Chegamos à danceteria para o soundcheck, no horário combinado.
Não lembro-me com exatidão se três ou quatro da tarde. O equipamento era peso pesado, um P.A. adequado para shows em estádios de futebol. O galpão era imenso, e segundo os produtores que receberam-nos, a expectativa era para a chegada de quatro mil pessoas, para aquela noite. O técnico de som foi um sujeito conhecido no meio, apelidado como : "Castor". Gentil, deixou-nos a vontade e equalizou um ótimo monitor de palco, ao qual não estávamos acostumados, diga-se de passagem.
Em conversa informal, contou-nos que operara a Patrulha do Espaço em ocasiões passadas, a quebrar o clima, e assim ganhar a nossa confiança. Depois da passagem do som, desistimos de voltar para a casa e ficamos alojados no próprio local. A espera seria enorme e entediante, mas voltar mais tarde seria arriscado, com um possível tumulto generalizado na porta, e dificuldade para estacionar os carros. A casa abriu no início da noite, e pôs-se a lotar sob uma velocidade incrível. A maioria das pessoas que ali compareceu, foi oriunda da juventude burguesa, mas viu-se ali e aqui, figuras destoantes, representantes de típicas tribos oitentistas. Entre tais tribos, predominaram os "New Wavers". Esses ao menos eram pacíficos, e sua postura social era amena, apenas por vestir-se com aquela estética e apreciar o seu som, sem incomodar ninguém, a despeito de outras tribos oitentistas, extremamente agressivas.

• **Material de apoio**
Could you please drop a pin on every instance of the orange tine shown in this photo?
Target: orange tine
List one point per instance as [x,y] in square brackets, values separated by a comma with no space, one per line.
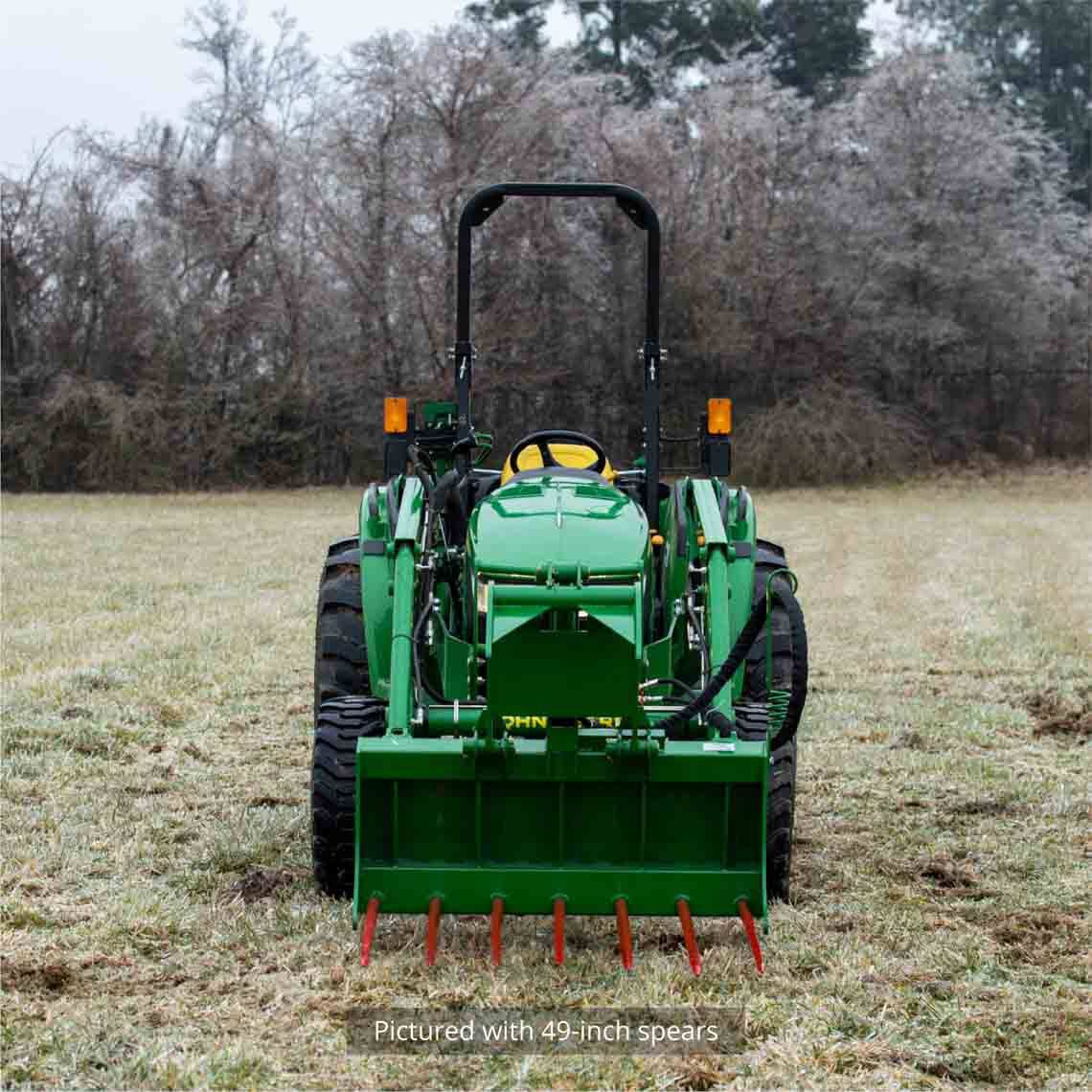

• **Tarefas**
- a) Segundo o relato sobre a danceteria, qual era o apelido do técnico de som?
- b) Por favor, reproduza do relato sobre a danceteria o trecho que vai de "Chegamos à danceteria" até "diga-se de passagem.", incluindo essas palavras.
- c) Prossiga com o relato sobre a danceteria a partir do ponto em que ele termina.
O material não é necessário para fazer nada do que se pede aqui.

• **Respostas**
- a) Castor.

- b)
Chegamos à danceteria para o soundcheck, no horário combinado.
Não lembro-me com exatidão se três ou quatro da tarde. O equipamento era peso pesado, um P.A. adequado para shows em estádios de futebol. O galpão era imenso, e segundo os produtores que receberam-nos, a expectativa era para a chegada de quatro mil pessoas, para aquela noite. O técnico de som foi um sujeito conhecido no meio, apelidado como : "Castor". Gentil, deixou-nos a vontade e equalizou um ótimo monitor de palco, ao qual não estávamos acostumados, diga-se de passagem.

- c)
Um pouco antes do nosso show iniciar-se, duas pessoas da produção da casa convidou-nos a "turbinar o ânimo", debaixo do palco, sob a estrutura metálica de sustentação. Só o Zé Luiz aceitou o gentil convite, e esse ato de sua parte, causar-nos-ia uma dificuldade técnica durante o show. Começou enfim a nossa apresentação e a pressão do som foi muito forte. Víamos que o público reagia bem, a aplaudir e dançar, mas se fôssemos mais uma banda famosa do mainstream, estariam a delirar, tenho certeza. Não desagradamos a plateia, e pelo contrário, fomos aplaudidos, mas não houve um entusiasmo muito exaltado, digamos assim. Todavia, esperávamos até um clima meio hostil e no máximo, uma educada frieza, portanto, saímos do palco contentes com os aplausos educados daquele público nada a ver conosco, ou vice-versa como queira o leitor. O problema do Zé Luiz ter aceito o convite gentil que mencionei, foi que o andamento das músicas foram à Marte, Plutão e Vênus...
Músicas normalmente rápidas e que exigiam atenção na execução de convenções mais técnicas, ficaram dificílimas para ser executadas, além da dificuldade visível do Rubens para cantar, nessa circunstância super acelerada. Claro, o público em sua maioria não percebeu esse desconforto e mesmo assim, driblamos a dificuldade e tocamos tudo, a errar muito pouco, mesmo com esse "beat" absurdo.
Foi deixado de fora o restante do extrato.